##### Data to use #####

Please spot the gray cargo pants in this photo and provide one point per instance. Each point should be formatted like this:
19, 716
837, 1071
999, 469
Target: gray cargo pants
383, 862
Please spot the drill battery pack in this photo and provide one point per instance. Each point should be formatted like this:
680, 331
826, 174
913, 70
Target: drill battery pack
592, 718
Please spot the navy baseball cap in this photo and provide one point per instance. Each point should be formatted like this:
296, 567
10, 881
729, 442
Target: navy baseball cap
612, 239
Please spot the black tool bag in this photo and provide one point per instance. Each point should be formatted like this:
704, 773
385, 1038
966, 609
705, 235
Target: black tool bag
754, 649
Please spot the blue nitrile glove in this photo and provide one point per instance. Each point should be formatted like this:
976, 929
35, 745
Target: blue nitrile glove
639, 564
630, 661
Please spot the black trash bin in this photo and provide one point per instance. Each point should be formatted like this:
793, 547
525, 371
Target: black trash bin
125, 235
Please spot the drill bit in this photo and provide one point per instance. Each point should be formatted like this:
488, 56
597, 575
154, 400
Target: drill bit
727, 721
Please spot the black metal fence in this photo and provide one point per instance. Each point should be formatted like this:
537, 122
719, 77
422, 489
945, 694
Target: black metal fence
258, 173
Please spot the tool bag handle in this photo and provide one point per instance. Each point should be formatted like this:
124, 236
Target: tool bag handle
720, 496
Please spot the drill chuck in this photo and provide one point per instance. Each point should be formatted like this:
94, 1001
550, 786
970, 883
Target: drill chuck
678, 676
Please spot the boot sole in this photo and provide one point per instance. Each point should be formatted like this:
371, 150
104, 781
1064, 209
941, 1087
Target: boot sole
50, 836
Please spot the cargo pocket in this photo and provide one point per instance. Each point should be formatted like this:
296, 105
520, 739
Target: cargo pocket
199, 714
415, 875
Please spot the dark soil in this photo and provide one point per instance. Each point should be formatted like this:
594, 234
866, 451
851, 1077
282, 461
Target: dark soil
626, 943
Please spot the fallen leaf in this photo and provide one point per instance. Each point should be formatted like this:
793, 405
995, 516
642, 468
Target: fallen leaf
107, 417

#####

Your goal -> Could you reproduce every line of the listing above, from start to finish, without changing anything?

Result ->
Please spot the gray cargo pants in this photo and provide one point per instance. Each point should be formatted like this:
19, 716
837, 1071
999, 469
Target: gray cargo pants
383, 862
Please spot the drill battery pack in this photo and provide one point per instance. Each point should be formatted like this:
680, 331
826, 174
913, 70
Target: drill battery pack
592, 718
Please spot the navy baseball cap in this photo and provide one point per instance. Each point should be formatted like this:
296, 567
10, 881
729, 442
Target: navy baseball cap
612, 239
Please spot the black tool bag in this photo and provide one point per instance. Each point should be formatted like this:
704, 773
385, 1038
966, 609
705, 235
Target: black tool bag
754, 649
Please spot the blue nitrile glove in this photo and provide one point per instance. Each point should be formatted like this:
976, 929
35, 745
Target: blue nitrile glove
639, 564
630, 661
Please spot the black trash bin in this photo and provide one point per instance. Each point should be formatted like this:
793, 547
525, 371
Target: black trash bin
125, 235
Please spot the drill bit in this photo and provide one point per instance. Each point should be formatted like this:
488, 56
597, 575
154, 400
Target: drill bit
727, 721
Please spot the black metal fence in this photo and provide one point per instance. Each point should be formatted like this:
537, 122
719, 77
422, 489
945, 694
Target: black metal fence
258, 173
Please spot the tool bag handle in this photo and provide one point per instance. Each point should be formatted like this:
124, 236
Target: tool bag handle
720, 496
Please spot the drill chuck in this photo and provide one point per instance. Each point should be formatted like this:
94, 1001
550, 786
970, 883
Target: drill chuck
678, 676
Please spot the boot sole in this photo and provide one point per instance. Each point should be formatted like this:
371, 150
104, 781
1064, 209
941, 1087
Target: boot sole
50, 836
Please spot the cargo pocket in this photo and provide one point per instance. Each point should be formatted like this:
296, 105
520, 739
Target: cargo pocket
199, 714
415, 875
Please spot the dark soil in this photo and provide one point per instance. Each point should be formatted like this:
594, 234
866, 451
851, 1077
282, 461
Target: dark soil
626, 943
Please spot the fallen leaf in this photo and provide one point per instance. Each point should be formatted like this:
793, 405
995, 516
642, 468
Target: fallen leaf
107, 417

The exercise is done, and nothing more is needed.